Each line below is to be copied out exactly, and none may be omitted.
*** The data ***
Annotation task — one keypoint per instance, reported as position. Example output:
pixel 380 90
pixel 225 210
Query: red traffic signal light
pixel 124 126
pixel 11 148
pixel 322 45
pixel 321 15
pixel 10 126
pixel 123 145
***
_Exercise solution_
Annotation task — one keypoint per instance, reported as position. Example output:
pixel 380 90
pixel 225 210
Query: red traffic signal light
pixel 124 126
pixel 11 148
pixel 322 45
pixel 321 15
pixel 10 126
pixel 123 145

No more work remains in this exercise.